= Instructions to follow =
Return the line containing "Question. Point out every instance of the calm" and all lines after it exactly; stop at the end of the material.
[start Stored rows]
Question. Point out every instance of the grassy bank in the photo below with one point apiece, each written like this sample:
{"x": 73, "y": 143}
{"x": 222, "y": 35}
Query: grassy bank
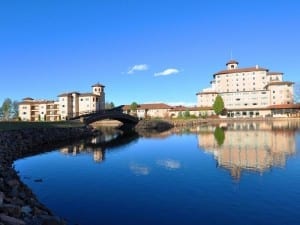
{"x": 16, "y": 125}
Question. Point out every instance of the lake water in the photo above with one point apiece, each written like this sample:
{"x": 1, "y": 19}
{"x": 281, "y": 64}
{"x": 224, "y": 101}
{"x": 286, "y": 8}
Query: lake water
{"x": 241, "y": 173}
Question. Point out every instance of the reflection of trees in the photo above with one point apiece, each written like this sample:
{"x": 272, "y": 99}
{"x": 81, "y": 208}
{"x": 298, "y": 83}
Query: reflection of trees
{"x": 250, "y": 146}
{"x": 99, "y": 144}
{"x": 219, "y": 135}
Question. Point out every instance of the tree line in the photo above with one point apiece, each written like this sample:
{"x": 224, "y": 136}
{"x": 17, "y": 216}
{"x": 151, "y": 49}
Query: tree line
{"x": 9, "y": 110}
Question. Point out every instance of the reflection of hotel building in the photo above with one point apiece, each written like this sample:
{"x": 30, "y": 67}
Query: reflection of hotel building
{"x": 68, "y": 105}
{"x": 76, "y": 149}
{"x": 250, "y": 146}
{"x": 253, "y": 91}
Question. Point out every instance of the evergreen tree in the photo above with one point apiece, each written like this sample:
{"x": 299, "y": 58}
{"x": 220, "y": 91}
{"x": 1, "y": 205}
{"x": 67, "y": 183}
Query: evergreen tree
{"x": 218, "y": 105}
{"x": 219, "y": 135}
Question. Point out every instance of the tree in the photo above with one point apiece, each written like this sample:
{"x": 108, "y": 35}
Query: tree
{"x": 219, "y": 135}
{"x": 186, "y": 114}
{"x": 15, "y": 109}
{"x": 218, "y": 105}
{"x": 133, "y": 107}
{"x": 109, "y": 105}
{"x": 6, "y": 109}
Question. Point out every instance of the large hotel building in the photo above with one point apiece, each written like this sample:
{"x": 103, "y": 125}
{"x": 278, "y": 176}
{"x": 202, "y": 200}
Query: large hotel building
{"x": 68, "y": 105}
{"x": 249, "y": 92}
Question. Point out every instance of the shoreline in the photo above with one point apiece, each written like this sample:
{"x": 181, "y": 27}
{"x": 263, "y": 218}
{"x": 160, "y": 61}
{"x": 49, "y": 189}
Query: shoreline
{"x": 214, "y": 121}
{"x": 18, "y": 204}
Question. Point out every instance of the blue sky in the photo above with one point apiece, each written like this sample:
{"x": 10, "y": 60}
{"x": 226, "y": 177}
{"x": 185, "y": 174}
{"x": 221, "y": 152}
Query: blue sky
{"x": 143, "y": 51}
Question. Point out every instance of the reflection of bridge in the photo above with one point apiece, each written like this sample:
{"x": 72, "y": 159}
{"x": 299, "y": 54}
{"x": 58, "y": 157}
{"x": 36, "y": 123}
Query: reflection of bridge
{"x": 113, "y": 114}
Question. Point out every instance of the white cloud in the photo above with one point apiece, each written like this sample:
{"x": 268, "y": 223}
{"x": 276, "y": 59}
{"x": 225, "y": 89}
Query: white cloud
{"x": 139, "y": 67}
{"x": 167, "y": 72}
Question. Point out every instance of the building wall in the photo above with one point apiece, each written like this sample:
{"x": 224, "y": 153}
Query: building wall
{"x": 68, "y": 105}
{"x": 248, "y": 88}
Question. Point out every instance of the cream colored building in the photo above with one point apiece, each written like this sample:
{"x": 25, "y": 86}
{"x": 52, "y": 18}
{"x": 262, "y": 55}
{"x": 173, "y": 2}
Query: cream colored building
{"x": 252, "y": 91}
{"x": 152, "y": 110}
{"x": 38, "y": 110}
{"x": 68, "y": 105}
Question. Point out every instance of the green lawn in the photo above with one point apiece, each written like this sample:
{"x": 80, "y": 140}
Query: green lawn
{"x": 15, "y": 125}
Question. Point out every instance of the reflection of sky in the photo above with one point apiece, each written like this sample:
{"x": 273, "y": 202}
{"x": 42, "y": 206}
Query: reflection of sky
{"x": 169, "y": 163}
{"x": 162, "y": 181}
{"x": 139, "y": 169}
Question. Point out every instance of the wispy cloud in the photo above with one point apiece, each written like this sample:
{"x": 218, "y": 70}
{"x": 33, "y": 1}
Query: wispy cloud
{"x": 167, "y": 72}
{"x": 139, "y": 67}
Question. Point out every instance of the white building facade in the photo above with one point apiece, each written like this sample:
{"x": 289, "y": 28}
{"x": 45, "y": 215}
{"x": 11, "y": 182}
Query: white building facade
{"x": 68, "y": 105}
{"x": 249, "y": 91}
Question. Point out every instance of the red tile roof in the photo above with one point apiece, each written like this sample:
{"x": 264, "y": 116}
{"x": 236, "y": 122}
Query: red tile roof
{"x": 285, "y": 106}
{"x": 98, "y": 85}
{"x": 274, "y": 73}
{"x": 250, "y": 69}
{"x": 279, "y": 83}
{"x": 232, "y": 62}
{"x": 149, "y": 106}
{"x": 207, "y": 92}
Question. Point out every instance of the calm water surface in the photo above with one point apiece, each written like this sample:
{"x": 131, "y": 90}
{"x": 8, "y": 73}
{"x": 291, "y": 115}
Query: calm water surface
{"x": 234, "y": 174}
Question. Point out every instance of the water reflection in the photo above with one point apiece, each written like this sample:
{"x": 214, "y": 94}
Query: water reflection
{"x": 249, "y": 146}
{"x": 98, "y": 145}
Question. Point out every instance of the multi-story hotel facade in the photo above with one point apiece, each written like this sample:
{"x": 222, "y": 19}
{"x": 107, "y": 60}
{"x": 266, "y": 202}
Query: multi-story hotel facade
{"x": 252, "y": 91}
{"x": 68, "y": 105}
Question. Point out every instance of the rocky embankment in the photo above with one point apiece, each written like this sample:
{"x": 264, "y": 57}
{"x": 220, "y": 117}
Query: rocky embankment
{"x": 18, "y": 205}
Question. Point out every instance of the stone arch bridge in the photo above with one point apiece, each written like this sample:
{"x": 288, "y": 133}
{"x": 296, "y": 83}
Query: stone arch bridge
{"x": 113, "y": 114}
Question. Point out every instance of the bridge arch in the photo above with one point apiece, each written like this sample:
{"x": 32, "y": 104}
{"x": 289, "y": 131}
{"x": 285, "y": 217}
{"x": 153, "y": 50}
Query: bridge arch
{"x": 122, "y": 117}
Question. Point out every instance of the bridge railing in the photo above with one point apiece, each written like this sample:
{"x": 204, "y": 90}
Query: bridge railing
{"x": 90, "y": 113}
[end Stored rows]
= Solution for this problem =
Question. Point out every instance of the calm water surface in the photo above with one point apiece, each written like this sample:
{"x": 131, "y": 90}
{"x": 8, "y": 73}
{"x": 291, "y": 115}
Query: calm water surface
{"x": 234, "y": 174}
Question. Point out every instance of the water reflection in the photo above with one point apiece, each written like this sample:
{"x": 214, "y": 94}
Query: water reflection
{"x": 249, "y": 146}
{"x": 98, "y": 145}
Question. Point out every instance of the multi-story hotel facade in the photo above with one point apiece, each written like this sample:
{"x": 222, "y": 19}
{"x": 107, "y": 60}
{"x": 266, "y": 202}
Query: multi-story hotel facade
{"x": 252, "y": 91}
{"x": 68, "y": 105}
Question. Point out every instance of the rocky embankment in the photo above with one point apiece, each written like this sample:
{"x": 264, "y": 57}
{"x": 220, "y": 117}
Query: rocky embankment
{"x": 18, "y": 205}
Question. Point out every instance of the stone arch bridge in the photo above with one point apiece, each written like this sample:
{"x": 288, "y": 133}
{"x": 296, "y": 83}
Query: stone arch bridge
{"x": 113, "y": 114}
Question. Point out every instance of the bridge arch in the photo above with one point apiece, each written like this sample:
{"x": 32, "y": 104}
{"x": 289, "y": 131}
{"x": 285, "y": 217}
{"x": 153, "y": 50}
Query: bridge arch
{"x": 122, "y": 117}
Question. Point out every instance of the bridge railing in the photo above with one point apiece, each written like this sample:
{"x": 204, "y": 90}
Query: bridge railing
{"x": 90, "y": 113}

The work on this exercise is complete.